-- Exercise materials start --
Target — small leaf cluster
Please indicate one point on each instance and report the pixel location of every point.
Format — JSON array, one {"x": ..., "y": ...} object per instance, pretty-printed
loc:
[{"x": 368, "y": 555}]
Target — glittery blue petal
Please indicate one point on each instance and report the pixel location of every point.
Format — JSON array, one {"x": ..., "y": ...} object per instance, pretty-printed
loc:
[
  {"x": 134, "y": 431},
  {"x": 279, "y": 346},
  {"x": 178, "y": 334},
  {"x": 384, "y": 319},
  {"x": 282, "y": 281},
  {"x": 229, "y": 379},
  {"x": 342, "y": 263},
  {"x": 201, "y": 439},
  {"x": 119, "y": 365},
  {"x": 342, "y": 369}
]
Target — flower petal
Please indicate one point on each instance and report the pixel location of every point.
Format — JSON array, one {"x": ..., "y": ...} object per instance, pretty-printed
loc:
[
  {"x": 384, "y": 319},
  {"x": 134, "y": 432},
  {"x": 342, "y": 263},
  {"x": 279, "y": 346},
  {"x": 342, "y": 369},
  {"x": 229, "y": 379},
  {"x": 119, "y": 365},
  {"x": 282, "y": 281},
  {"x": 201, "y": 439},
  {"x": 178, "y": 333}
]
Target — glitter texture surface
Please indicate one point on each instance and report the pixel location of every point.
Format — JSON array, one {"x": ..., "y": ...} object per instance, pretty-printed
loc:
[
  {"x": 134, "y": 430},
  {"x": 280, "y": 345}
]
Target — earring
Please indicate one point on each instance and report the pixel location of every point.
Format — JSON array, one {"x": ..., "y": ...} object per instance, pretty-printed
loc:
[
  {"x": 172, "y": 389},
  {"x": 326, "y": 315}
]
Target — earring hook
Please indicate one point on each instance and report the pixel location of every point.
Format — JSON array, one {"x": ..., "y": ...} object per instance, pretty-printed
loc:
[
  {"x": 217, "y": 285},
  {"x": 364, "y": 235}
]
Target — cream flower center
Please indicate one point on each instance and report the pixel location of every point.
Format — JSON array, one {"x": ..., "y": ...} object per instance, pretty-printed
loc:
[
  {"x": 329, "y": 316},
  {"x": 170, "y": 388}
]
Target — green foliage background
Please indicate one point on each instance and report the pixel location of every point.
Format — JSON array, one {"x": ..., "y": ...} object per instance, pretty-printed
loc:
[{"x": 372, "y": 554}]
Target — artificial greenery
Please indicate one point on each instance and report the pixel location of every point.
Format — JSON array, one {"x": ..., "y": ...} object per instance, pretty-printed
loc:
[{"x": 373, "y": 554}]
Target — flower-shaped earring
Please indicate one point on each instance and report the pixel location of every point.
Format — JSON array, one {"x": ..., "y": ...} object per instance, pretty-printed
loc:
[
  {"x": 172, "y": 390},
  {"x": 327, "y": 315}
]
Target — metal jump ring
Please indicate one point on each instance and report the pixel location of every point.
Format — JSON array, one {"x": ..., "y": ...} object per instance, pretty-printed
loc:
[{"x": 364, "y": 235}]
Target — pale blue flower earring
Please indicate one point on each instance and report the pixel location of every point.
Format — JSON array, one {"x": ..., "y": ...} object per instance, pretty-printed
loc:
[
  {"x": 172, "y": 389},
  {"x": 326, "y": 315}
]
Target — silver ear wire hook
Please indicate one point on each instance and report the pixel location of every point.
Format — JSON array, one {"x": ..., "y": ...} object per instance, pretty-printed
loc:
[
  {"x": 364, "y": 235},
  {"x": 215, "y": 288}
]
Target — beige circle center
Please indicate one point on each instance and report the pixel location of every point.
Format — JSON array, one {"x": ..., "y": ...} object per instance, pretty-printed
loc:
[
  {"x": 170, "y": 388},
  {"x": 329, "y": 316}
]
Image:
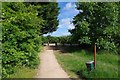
-- Exercise materials end --
__Problem__.
Please return every line of the rows above that contains the word "center", matching case exactly.

__Exercise answer__.
Target — cream flower center
Target — beige circle center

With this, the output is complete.